> Text section
....

If there’s one thing I love to read about it’s the role of exercise in living a long healthy life. So a story in this week’s Sydney Morning Herald really jumped out at me by a clever woman called Professor Cassandra Szoeke who heads up the Healthy Ageing Project at the University of Melbourne. I also heard Professor Szoeke interviewed on ABC radio later in the week. You can listen to that here.
Rather than try and recreate it, here’s an edited version of Professor Szoeke’s story. You can read the full version here.
No matter your age, daily activity will lead to improvements; the body always gets better with practice. Even better are the long-term benefits and health gains.
Researchers have shown that 15 minutes of exercise per day adds three years to your life, and 20 minutes per day adds seven years.
Choose activities you enjoy and can do every day.
Ultimately, the goal is to increase your capacity for exercise, meaning how much activity you can do comfortably.
The most important is that you can do whatever activity you want.

....

Data extracted from a collection:
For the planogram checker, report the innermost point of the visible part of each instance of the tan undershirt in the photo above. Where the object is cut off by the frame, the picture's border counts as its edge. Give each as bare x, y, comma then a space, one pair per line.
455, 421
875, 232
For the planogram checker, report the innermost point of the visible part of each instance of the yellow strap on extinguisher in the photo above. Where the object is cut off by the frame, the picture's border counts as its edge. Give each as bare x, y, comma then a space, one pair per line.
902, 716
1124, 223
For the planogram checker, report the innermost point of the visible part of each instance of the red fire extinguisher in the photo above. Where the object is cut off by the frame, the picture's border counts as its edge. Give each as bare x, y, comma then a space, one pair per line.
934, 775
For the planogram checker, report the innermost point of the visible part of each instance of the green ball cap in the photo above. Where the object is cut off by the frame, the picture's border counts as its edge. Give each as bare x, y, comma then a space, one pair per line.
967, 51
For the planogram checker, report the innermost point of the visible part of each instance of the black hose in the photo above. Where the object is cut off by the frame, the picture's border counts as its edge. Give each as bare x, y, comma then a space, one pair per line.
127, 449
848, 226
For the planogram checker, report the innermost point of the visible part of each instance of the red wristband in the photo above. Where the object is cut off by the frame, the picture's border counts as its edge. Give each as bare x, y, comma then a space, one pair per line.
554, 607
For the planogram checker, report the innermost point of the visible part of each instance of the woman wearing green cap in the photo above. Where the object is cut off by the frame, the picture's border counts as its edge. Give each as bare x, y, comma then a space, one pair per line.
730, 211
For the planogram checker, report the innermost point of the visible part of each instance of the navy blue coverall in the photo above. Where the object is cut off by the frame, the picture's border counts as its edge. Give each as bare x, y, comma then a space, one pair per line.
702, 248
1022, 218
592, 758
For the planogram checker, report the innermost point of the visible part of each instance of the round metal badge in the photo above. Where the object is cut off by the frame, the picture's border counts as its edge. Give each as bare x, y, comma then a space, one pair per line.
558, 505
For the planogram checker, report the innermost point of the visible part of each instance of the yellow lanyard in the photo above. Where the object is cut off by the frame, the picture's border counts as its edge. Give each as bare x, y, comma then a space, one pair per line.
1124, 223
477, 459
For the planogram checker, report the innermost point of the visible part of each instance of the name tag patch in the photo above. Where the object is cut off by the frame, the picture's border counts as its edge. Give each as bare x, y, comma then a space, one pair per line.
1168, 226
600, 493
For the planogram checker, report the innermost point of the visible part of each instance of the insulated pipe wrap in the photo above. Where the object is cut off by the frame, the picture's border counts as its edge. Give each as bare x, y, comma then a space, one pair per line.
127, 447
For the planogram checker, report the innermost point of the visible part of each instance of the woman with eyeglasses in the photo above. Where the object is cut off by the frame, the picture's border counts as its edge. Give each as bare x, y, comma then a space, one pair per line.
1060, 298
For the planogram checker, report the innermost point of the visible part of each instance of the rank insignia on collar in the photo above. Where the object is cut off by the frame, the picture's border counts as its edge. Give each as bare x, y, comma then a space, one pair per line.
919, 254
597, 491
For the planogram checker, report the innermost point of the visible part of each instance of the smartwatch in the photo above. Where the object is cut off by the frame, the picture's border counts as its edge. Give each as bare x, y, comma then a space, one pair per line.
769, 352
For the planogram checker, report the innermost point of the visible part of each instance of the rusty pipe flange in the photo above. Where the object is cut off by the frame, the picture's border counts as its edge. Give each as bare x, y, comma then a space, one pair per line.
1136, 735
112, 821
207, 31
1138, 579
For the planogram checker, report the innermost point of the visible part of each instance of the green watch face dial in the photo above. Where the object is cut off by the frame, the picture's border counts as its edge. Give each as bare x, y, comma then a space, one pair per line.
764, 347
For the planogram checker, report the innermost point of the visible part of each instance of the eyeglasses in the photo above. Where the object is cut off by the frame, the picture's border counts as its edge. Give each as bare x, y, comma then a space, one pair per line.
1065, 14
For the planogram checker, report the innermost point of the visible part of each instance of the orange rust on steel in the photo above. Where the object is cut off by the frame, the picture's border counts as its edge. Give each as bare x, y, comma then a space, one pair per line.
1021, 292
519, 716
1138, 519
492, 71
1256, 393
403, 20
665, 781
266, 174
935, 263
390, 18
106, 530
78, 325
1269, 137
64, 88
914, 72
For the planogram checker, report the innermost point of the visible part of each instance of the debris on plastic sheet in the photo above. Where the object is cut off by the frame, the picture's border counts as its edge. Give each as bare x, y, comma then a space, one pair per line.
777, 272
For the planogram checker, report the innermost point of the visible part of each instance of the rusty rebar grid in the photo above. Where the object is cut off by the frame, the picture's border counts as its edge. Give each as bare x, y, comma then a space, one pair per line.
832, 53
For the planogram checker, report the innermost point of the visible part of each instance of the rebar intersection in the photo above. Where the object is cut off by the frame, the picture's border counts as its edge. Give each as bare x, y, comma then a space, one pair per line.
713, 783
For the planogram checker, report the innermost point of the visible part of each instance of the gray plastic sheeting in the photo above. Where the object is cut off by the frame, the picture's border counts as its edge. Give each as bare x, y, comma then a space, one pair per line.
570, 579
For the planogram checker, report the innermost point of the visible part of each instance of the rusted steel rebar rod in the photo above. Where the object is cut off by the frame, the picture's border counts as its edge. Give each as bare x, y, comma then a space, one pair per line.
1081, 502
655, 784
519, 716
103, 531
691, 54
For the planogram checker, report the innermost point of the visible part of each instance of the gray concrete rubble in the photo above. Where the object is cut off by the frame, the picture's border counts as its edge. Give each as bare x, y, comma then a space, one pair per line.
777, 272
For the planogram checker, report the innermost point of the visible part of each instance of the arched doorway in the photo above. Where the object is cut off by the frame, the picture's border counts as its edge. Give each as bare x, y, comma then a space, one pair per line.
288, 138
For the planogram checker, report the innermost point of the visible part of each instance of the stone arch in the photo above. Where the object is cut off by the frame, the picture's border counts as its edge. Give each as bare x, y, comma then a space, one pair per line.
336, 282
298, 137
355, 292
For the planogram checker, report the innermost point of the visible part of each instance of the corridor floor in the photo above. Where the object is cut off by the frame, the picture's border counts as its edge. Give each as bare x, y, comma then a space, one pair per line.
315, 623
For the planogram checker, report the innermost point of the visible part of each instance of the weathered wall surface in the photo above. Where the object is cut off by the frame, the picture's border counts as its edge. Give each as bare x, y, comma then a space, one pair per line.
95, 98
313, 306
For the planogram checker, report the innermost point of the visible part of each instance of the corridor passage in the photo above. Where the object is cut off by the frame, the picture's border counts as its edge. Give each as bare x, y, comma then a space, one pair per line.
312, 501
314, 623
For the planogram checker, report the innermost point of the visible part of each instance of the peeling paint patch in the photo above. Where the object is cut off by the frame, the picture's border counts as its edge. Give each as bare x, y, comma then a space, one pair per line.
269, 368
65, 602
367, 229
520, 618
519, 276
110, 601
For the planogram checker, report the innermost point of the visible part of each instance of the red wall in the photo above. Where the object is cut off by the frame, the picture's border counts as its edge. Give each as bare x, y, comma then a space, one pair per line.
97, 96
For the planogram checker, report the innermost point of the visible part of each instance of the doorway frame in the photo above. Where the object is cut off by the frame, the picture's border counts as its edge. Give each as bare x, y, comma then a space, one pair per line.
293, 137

....

> Problem
Pick up the article on exercise and healthy aging after its last sentence and continue it.

> Answer to the exercise
That’s what we’ve seen in our research at the Healthy Ageing Program: any activity will work. It doesn’t have to be the same activity, either. You might do something when you are one age and another thing when you’re older. You might do one activity when you’re with friends, another when you’re on your own; a physical activity of choice at home may not be the same as an activity while away from it. Even if you’re confined to a hospital bed after an operation, you might simply breathe deeply or wiggle your toes and contract your calves.
What does activity achieve?
Movement stimulates blood flow, which itself brings fuel and oxygen to cells. It also flushes the system, allowing by-products and unwanted accumulations to leave the cells and be metabolised, filtered and excreted. For this reason, every part of your body is improved by activity, which is why research shows us that it prevents many diseases and even prolongs life.
Movement doesn’t just remodel blood vessels (the most essential pipeline of energy and oxygen) it can also stimulate the generation of brand-new blood cells and blood vessels. It does this when you are elderly as well as when you are young.
Even more exciting, science has indicated not only that capabilities can be augmented, but the actual vessels can alter themselves. This remodelling changes their structure, so that the vessels that looked characteristically ‘old’ changed to look characteristically ‘young’ after regular exercise. Exercise literally rejuvenates you.
Do something every day
We often think that to benefit from movement, we must commit to time-consuming, demanding, sometimes expensive activities. The participants in the Healthy Ageing Program have shown us it doesn’t have to be that way.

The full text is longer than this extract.